TASK STATEMENT
The task requires restating, word for word, the lines of the entries below from the one containing "Question. For every instance of the yellow toy" through the final one, both included.

----- DATA FOR THIS TASK

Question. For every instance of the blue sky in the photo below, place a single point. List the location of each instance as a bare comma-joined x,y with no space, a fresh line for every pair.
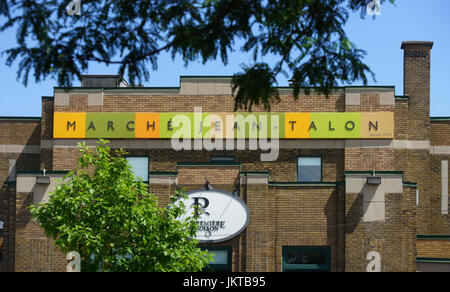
380,38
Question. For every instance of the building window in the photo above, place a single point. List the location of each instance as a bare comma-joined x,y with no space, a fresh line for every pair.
306,259
309,169
139,165
221,259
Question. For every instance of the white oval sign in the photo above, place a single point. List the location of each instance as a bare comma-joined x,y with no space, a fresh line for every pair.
222,216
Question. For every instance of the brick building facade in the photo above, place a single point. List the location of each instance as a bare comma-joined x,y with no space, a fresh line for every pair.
379,204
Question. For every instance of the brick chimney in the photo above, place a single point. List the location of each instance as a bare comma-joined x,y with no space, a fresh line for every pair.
416,84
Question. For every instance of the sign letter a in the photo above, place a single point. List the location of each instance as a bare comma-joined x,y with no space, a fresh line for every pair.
74,7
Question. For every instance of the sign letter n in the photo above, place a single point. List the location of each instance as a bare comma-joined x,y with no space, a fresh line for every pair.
69,124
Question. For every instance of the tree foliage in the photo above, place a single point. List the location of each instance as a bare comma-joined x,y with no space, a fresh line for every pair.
104,213
307,36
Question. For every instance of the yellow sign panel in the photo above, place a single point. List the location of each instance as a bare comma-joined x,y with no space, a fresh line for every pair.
69,125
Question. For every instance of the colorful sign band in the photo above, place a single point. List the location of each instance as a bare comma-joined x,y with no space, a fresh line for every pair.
357,125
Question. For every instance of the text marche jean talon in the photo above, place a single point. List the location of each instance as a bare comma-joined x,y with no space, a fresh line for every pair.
355,125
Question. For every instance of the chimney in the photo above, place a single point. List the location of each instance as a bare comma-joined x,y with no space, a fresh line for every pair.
416,84
103,81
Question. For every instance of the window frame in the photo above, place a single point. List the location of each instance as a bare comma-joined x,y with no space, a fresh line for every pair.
219,267
306,267
310,156
148,164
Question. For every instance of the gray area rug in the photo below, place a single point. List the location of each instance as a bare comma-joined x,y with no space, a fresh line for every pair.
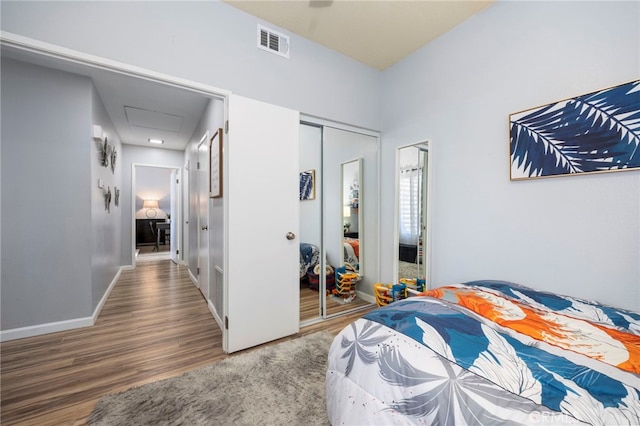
281,384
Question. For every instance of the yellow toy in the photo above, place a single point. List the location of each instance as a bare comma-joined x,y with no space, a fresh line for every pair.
387,293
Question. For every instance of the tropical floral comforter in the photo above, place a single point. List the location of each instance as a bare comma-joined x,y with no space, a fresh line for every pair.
487,352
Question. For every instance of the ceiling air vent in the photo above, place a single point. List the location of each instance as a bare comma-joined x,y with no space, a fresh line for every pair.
273,41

----------

SOLUTION TO THIS TASK
Question. For every instance of the yellow toy in the photo above, place a single point. List the location of each instance as a bare comma-joined x,y with no space, a fresh line for every pair.
387,293
Question. For every instance of the tropical floral comforter in the photo above, place a single point. List the location of each instance as a bare comma-joined x,y with no space, a fresh line for every pair.
487,352
Question. For every instance of the ceiling air vent in the photo above, place a single point. List the location of each instance as a bare comma-joined x,y with no space, a fresh line for every pair.
273,41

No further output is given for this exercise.